> Dataset entries:
┌────────

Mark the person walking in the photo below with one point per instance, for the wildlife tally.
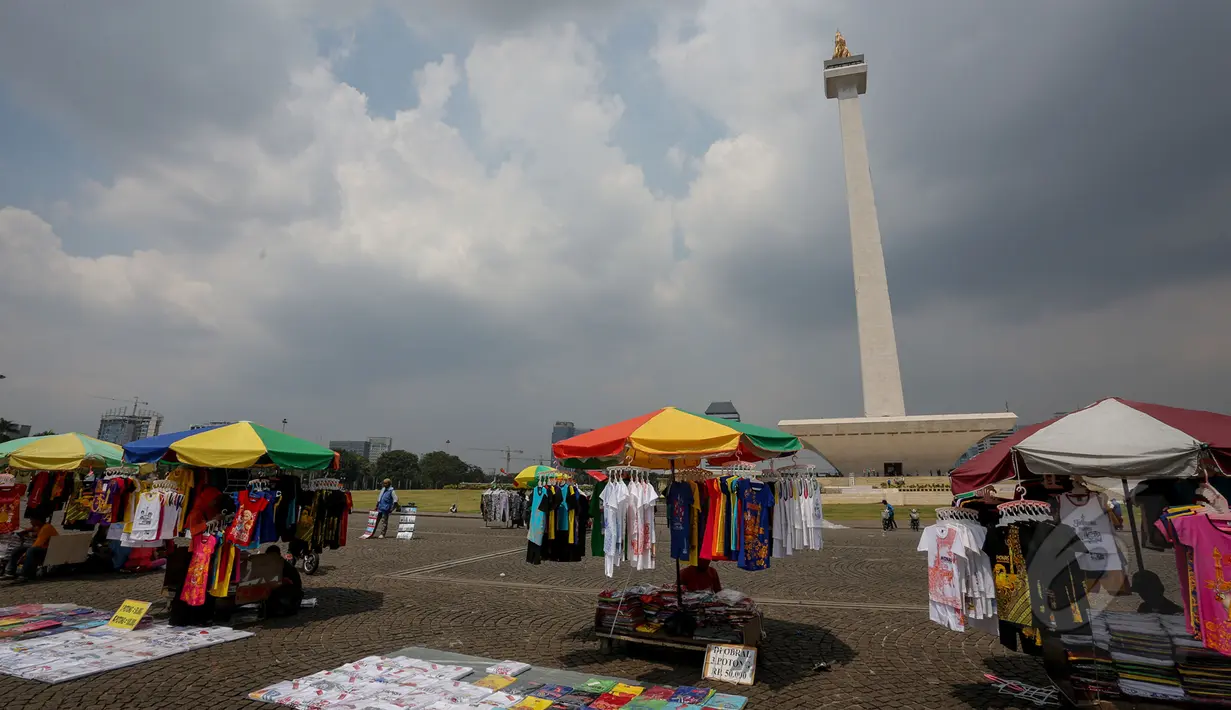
(385, 503)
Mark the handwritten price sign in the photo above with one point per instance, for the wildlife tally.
(730, 663)
(129, 614)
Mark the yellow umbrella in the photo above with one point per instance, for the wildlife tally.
(60, 453)
(529, 474)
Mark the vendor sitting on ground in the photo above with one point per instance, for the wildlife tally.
(284, 601)
(701, 577)
(31, 554)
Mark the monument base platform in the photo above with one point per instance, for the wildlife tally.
(923, 444)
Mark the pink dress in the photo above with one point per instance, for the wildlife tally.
(1210, 543)
(197, 581)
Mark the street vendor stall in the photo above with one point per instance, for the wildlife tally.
(1045, 570)
(229, 519)
(53, 471)
(710, 517)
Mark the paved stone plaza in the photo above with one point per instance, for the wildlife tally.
(859, 604)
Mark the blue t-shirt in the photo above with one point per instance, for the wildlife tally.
(538, 517)
(680, 518)
(756, 500)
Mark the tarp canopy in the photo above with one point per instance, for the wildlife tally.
(238, 446)
(60, 453)
(1112, 438)
(657, 438)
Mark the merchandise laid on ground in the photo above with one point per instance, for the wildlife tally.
(1030, 570)
(58, 642)
(426, 679)
(644, 613)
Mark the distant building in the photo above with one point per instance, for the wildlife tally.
(565, 431)
(378, 446)
(357, 447)
(723, 411)
(984, 444)
(16, 431)
(208, 425)
(120, 427)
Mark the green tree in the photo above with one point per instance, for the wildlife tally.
(352, 469)
(399, 466)
(438, 469)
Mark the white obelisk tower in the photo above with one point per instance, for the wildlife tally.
(885, 439)
(846, 78)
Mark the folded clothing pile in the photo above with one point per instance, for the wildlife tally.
(1204, 673)
(1091, 658)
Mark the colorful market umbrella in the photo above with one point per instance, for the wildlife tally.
(657, 438)
(526, 478)
(1112, 438)
(239, 446)
(60, 453)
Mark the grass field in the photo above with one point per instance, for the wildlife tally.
(425, 500)
(468, 502)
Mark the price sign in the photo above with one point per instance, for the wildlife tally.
(129, 614)
(730, 663)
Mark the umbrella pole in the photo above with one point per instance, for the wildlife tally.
(1133, 526)
(680, 597)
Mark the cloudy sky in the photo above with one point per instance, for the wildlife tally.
(467, 219)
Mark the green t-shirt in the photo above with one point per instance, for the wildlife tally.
(596, 516)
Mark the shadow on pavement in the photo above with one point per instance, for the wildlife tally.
(332, 603)
(1021, 668)
(790, 654)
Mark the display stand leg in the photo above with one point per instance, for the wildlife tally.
(1133, 526)
(680, 596)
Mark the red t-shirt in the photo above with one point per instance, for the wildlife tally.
(697, 580)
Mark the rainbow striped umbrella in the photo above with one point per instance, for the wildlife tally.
(239, 446)
(666, 436)
(60, 453)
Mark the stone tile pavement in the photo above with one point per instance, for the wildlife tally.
(863, 609)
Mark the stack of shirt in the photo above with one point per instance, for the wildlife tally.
(1091, 658)
(1204, 673)
(1141, 649)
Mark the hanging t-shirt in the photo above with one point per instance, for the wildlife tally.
(942, 571)
(680, 518)
(10, 507)
(1210, 543)
(1093, 528)
(596, 514)
(538, 517)
(147, 517)
(756, 502)
(614, 501)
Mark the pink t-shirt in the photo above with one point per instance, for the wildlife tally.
(1210, 542)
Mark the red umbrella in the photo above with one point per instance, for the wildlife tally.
(1112, 437)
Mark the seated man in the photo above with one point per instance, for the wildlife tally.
(699, 578)
(284, 601)
(31, 555)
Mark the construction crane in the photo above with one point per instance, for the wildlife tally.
(509, 455)
(136, 401)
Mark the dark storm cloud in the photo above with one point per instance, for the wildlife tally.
(1033, 158)
(137, 74)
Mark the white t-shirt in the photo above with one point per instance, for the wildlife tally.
(614, 501)
(1093, 529)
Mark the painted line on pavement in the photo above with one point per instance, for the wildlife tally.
(451, 564)
(410, 575)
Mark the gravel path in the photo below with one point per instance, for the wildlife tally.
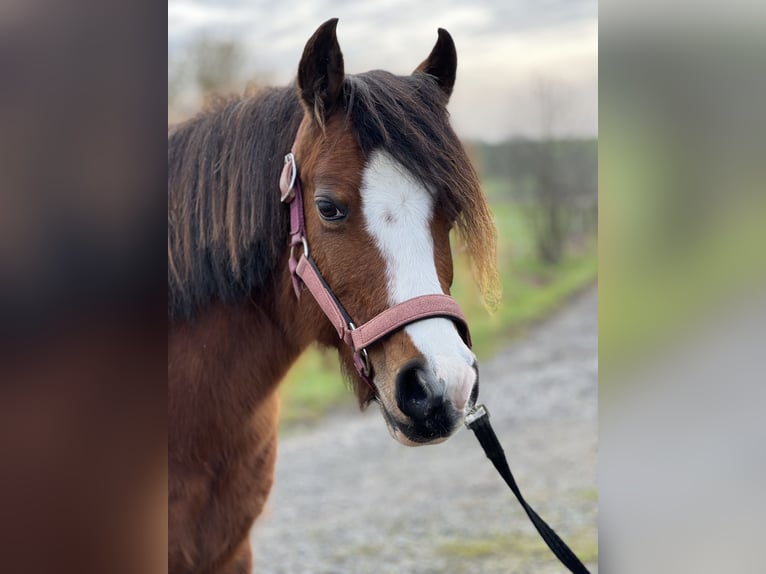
(348, 498)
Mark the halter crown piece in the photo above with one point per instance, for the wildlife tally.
(304, 271)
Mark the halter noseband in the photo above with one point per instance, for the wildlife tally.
(303, 269)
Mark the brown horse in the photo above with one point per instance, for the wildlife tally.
(384, 179)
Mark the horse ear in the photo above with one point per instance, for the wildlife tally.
(442, 62)
(320, 73)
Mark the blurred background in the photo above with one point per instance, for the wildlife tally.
(525, 104)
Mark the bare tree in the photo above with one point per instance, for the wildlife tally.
(547, 211)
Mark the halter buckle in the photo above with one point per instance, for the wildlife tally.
(364, 358)
(478, 412)
(287, 180)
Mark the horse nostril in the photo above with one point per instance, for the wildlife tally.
(416, 393)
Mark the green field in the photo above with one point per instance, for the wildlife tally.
(531, 291)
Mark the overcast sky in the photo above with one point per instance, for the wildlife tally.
(503, 46)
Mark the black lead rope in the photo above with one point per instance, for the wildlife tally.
(478, 421)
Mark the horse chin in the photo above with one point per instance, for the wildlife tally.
(404, 434)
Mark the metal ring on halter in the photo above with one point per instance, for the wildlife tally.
(362, 354)
(290, 158)
(305, 248)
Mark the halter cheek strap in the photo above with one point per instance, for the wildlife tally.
(304, 271)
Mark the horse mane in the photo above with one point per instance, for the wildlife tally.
(226, 226)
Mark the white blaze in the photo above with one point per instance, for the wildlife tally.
(398, 211)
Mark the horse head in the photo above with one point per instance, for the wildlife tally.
(385, 180)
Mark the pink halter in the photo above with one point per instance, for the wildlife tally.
(303, 269)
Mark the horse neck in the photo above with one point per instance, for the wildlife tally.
(239, 353)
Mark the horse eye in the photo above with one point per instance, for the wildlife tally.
(329, 211)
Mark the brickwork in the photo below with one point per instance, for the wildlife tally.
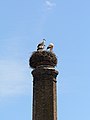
(44, 94)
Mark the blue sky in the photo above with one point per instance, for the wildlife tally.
(23, 24)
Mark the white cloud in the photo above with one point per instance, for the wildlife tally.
(14, 78)
(49, 4)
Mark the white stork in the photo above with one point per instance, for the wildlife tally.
(41, 45)
(51, 45)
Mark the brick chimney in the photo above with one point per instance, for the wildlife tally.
(44, 85)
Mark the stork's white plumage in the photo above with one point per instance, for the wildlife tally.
(41, 45)
(50, 47)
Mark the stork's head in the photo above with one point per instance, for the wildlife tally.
(52, 45)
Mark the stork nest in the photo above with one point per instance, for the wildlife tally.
(39, 58)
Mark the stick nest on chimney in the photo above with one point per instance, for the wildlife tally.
(39, 58)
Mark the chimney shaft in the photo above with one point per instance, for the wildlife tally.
(44, 89)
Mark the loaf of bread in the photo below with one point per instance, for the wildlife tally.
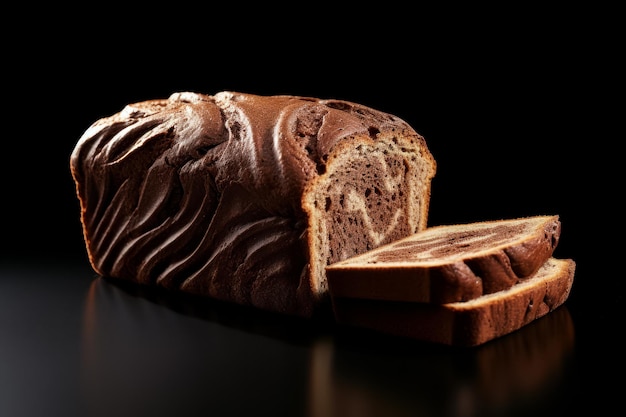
(247, 198)
(450, 263)
(468, 323)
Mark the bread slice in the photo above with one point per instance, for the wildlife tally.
(468, 323)
(452, 263)
(246, 198)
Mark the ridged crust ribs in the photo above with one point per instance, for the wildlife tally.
(246, 198)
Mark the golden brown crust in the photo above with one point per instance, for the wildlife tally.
(465, 323)
(206, 194)
(451, 263)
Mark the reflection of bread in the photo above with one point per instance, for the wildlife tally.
(450, 263)
(466, 323)
(247, 198)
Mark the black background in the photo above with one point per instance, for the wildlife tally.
(517, 106)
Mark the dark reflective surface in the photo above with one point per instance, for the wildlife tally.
(73, 343)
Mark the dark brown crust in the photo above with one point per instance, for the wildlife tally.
(466, 323)
(488, 266)
(204, 193)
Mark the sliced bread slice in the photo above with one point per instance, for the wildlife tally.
(451, 263)
(469, 323)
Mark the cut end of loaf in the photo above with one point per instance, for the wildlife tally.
(374, 191)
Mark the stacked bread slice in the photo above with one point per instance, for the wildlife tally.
(463, 284)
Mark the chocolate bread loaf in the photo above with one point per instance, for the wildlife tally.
(247, 198)
(468, 323)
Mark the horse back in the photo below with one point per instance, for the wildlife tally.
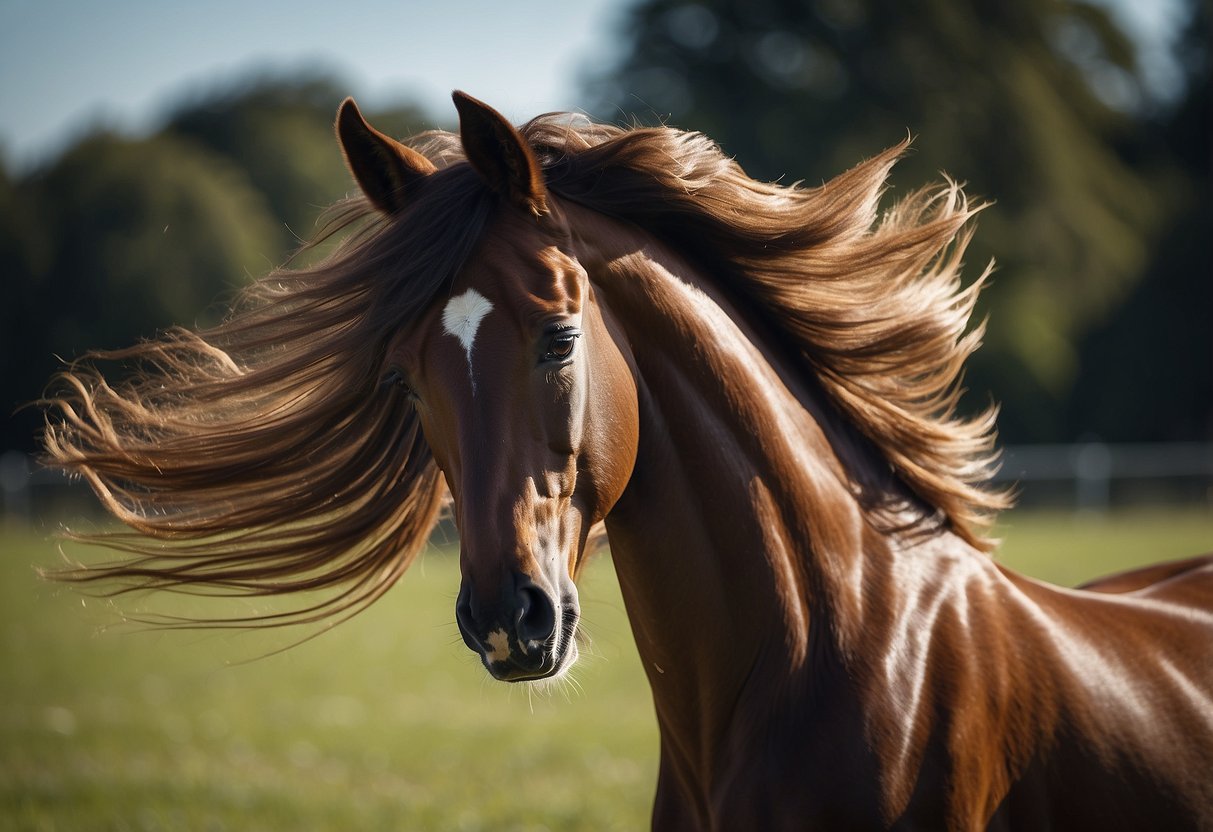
(1157, 576)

└────────

> Task directions: Retype exactly the lines from the line containing "Mark the horse back" through the end of the entries above, including both ends, and leave every picture out.

> Expected output:
Mark the horse back in the photo below with one point per instance, for the wildlife tally.
(1157, 576)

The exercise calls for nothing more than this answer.